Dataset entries

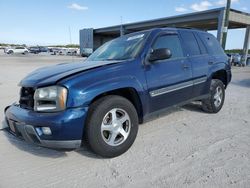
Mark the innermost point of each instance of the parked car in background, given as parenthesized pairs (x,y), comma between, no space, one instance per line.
(230,58)
(68,51)
(17,50)
(38,49)
(54,50)
(127,81)
(236,60)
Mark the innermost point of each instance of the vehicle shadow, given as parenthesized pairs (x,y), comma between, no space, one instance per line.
(42,151)
(243,83)
(194,107)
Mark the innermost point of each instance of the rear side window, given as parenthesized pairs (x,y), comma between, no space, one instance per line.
(201,44)
(171,42)
(212,44)
(190,43)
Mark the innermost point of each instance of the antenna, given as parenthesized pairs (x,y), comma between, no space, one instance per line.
(70,40)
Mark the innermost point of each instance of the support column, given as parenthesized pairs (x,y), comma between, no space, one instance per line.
(221,23)
(246,46)
(121,30)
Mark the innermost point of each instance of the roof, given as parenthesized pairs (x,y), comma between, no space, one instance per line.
(204,20)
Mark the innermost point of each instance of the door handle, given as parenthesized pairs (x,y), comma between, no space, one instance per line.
(185,66)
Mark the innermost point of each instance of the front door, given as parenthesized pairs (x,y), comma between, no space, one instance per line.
(169,81)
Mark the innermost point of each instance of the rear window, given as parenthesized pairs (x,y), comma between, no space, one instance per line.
(190,43)
(171,42)
(211,43)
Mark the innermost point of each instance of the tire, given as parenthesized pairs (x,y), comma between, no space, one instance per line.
(104,118)
(215,101)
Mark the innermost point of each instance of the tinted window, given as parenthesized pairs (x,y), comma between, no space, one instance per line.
(171,42)
(201,45)
(212,44)
(190,43)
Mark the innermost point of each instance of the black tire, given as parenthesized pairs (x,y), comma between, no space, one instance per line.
(97,112)
(210,104)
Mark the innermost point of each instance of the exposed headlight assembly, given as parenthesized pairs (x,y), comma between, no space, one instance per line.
(50,99)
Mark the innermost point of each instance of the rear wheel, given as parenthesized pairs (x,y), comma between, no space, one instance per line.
(215,101)
(112,126)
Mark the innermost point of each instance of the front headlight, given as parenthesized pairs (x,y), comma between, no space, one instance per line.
(50,99)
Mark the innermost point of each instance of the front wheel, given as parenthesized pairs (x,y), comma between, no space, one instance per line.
(215,101)
(111,126)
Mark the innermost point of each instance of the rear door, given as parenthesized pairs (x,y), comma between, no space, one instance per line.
(169,81)
(199,59)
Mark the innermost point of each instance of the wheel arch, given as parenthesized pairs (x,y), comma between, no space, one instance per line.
(130,94)
(220,75)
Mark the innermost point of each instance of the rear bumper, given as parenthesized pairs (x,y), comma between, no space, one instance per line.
(66,127)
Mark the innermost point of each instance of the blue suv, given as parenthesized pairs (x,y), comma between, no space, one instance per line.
(125,82)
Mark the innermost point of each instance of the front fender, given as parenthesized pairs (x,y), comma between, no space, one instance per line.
(83,95)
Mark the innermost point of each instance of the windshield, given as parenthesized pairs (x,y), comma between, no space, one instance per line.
(123,48)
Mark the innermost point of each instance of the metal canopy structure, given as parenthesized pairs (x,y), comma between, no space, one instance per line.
(205,20)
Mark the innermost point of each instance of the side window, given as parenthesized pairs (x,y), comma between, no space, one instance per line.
(171,42)
(190,43)
(201,44)
(212,44)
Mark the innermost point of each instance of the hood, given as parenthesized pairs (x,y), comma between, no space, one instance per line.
(50,75)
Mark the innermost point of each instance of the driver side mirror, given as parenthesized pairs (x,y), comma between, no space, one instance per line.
(160,54)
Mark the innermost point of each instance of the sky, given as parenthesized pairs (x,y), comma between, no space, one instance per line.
(51,22)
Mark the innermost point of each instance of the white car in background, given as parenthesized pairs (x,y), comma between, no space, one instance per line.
(17,50)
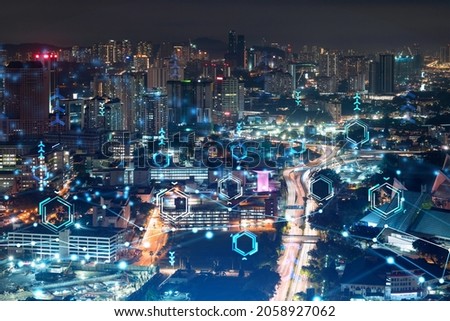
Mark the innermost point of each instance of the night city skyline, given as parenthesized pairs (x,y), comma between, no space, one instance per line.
(225,151)
(347,24)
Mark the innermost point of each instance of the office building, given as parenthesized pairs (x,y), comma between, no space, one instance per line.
(386,72)
(27,97)
(97,244)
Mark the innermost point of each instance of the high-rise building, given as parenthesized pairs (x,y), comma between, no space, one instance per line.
(232,99)
(155,114)
(232,42)
(407,69)
(241,52)
(129,88)
(3,58)
(444,54)
(386,73)
(374,79)
(27,96)
(190,102)
(328,64)
(158,75)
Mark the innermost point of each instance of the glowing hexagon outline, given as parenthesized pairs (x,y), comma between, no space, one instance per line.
(330,188)
(377,210)
(244,151)
(43,213)
(361,124)
(167,163)
(234,179)
(160,203)
(236,237)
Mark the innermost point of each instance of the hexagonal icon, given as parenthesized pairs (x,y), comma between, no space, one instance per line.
(357,132)
(173,204)
(238,151)
(296,148)
(165,160)
(385,200)
(230,187)
(321,188)
(56,213)
(244,243)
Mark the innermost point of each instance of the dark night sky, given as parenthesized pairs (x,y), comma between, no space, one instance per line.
(329,23)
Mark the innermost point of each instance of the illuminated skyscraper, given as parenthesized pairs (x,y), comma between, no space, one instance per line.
(27,96)
(386,74)
(190,102)
(232,99)
(241,61)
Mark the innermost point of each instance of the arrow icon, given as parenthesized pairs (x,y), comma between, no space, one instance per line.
(172,258)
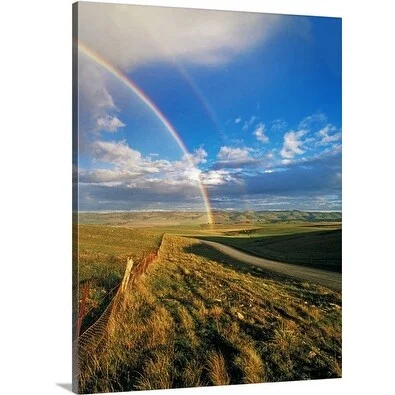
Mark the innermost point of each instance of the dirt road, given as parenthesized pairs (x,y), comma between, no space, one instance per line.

EXERCISE PROMPT: Return all records above verbatim without their pictures.

SOLUTION:
Mark the innermost point of each instance of the parked car in background, given as parenthesized pairs (x,y), comma between, no space, one instance per line.
(230,58)
(68,51)
(17,50)
(38,49)
(54,50)
(127,81)
(236,60)
Mark the innermost point of each instance of the vehicle shadow, given as parenthesized pairs (x,y), comma between, no space, one instance per line.
(42,151)
(243,83)
(194,107)
Mark the innermost point of each instance of the rear side window, given as parenthesized pairs (x,y), comma between, no space, one instance per line.
(201,44)
(171,42)
(212,44)
(190,43)
Mark the innermost point of each instance of the antenna, given as parenthesized pairs (x,y), comma between, no space, one instance per line.
(70,40)
Mark the innermost point of each instance of the support column, given as parenthesized pairs (x,y), comma between, no space, one instance per line.
(221,23)
(246,46)
(121,30)
Mark the innermost point of each instance of the roof, given as parenthesized pairs (x,y), comma between, no space, one instance per line.
(204,20)
Mark the innermost point of each instance of the door handle, given as parenthesized pairs (x,y), comma between, no space, one instance per line.
(185,66)
Mark the innermost point of each instance of the front door, given as parenthesized pairs (x,y), comma between, no space, one instance per line.
(169,81)
Mark the innermost point of each instance of the rear window, given as parenthesized pairs (x,y), comma between, no space, one instance per line.
(190,43)
(171,42)
(211,43)
Mark the innermost point of each instance of the tire, given as parenthesized pairs (x,y), comma between, no space, one instance per line.
(104,118)
(215,101)
Mark the innermost point of each instance of the tinted window, given as parenthesized pairs (x,y), comma between, no space, one instance per line.
(171,42)
(201,45)
(212,44)
(190,43)
Mark the innermost point of each instance of the black tire, given as parenthesized pairs (x,y), comma between, no space, one instance per line.
(97,112)
(210,104)
Mark the innermost point of each instance of the exposed headlight assembly, given as parenthesized pairs (x,y), comma between, no space, one instance per line.
(50,99)
Mark the innermost point of each instance of the rear wheel, given as parenthesized pairs (x,y), comma between, no space, one instance per line.
(215,101)
(112,126)
Mark the innermost point of each instance of the front headlight, given as parenthesized pairs (x,y), comma between, no space, one instance per line.
(50,99)
Mark the innermost point of each instance of the front wheel, given as parenthesized pairs (x,y), comma between, no space, one instance per line.
(215,101)
(111,126)
Mark the innermost point of each instance of the rear door, given as parenthesized pairs (x,y), comma between, no space, one instance per line.
(169,81)
(199,59)
Mark the innermost point of each instance of the wheel arch, given as parenthesized pairs (x,y), comma between, no space, one instance per line.
(130,94)
(220,75)
Mark the innermost point of each instance of the rear bumper, given as parenthesized pairs (x,y), comma between, no space, one instance per line.
(66,127)
Mark the innermost point of each instance of the blue suv, given as parenthesized pairs (x,y), comma between, no space, one instance per line.
(125,82)
Mark the innermost point of each instance of the front fender, given as parenthesized pairs (x,y), comma between, no space, one instance per line.
(83,95)
Mark the innermost point of each instance of the windshield, given as parenthesized pairs (x,y), comma between, no space, one instance per line.
(123,48)
Mark the innermost point of each instance of the metal canopy structure, given as parenthesized pairs (x,y), comma between, no space, one instance per line.
(205,20)
Mark the innermost point of each instance of the side window, given as parenthesized pairs (x,y), comma between, no space, one instance per line.
(171,42)
(190,43)
(201,44)
(212,44)
Mark the innermost point of each instance of the hood, given as parenthesized pairs (x,y), comma between, no space, one instance per line.
(50,75)
Mark the innermost point of each instance of the driver side mirror, given as parenthesized pairs (x,y), comma between, no space, one instance per line.
(160,54)
Mark the innermost point of each instance of the sky, given as parenthesized pairs (x,y), comma between, no space, one instance per line.
(51,22)
Mark the innermost point of each instance of the white car in background, given as parenthesized pairs (x,y), comma between, no space, one instance per line.
(17,50)
Mark the innermost point of each instance of the night city skyline, given as parenthesized pairs (x,y), comma between, no space, one instance per line.
(225,151)
(347,24)
Mark the innermost point of each instance of the office building, given as parenthesized pairs (x,y), comma between, no space, one instance per line.
(386,72)
(27,97)
(97,244)
Mark the innermost point of each instance of the high-rise building, given as parenthesized pairs (x,y), comma between, no space, one instance per line.
(232,99)
(155,114)
(232,42)
(407,69)
(241,52)
(129,88)
(3,58)
(444,54)
(386,73)
(374,79)
(27,96)
(190,102)
(328,64)
(158,75)
Mark the innermost point of each instance of the glowing hexagon outline, given as parenthesized pairs (x,y), comma between, no space, one instance per line.
(330,188)
(377,210)
(244,151)
(43,213)
(361,124)
(167,163)
(234,179)
(160,203)
(236,237)
Mark the innermost point of each instance of the hexagonal icon, given as parenthesized pairs (x,y), comma between, no space, one instance per line.
(357,132)
(173,204)
(238,151)
(296,148)
(165,160)
(385,200)
(230,187)
(321,188)
(56,213)
(244,243)
Mark the innermost point of each instance of the dark night sky, given as parenthesized pairs (x,y), comma between, no space, one instance per line.
(329,23)
Mark the innermost point of each instance of the illuminated skyscraper, given as parenthesized pairs (x,y), comma between, no space, one instance per line.
(27,96)
(386,74)
(190,102)
(232,99)
(241,61)
Mark the innermost point of each instance of the arrow icon, given as parenthesized pairs (x,y), comma between, no space, one instance per line.
(172,258)
Mark the innermost point of each instance of the dirt road, given as parenthesized pairs (x,y), comma between, no space, one instance per line.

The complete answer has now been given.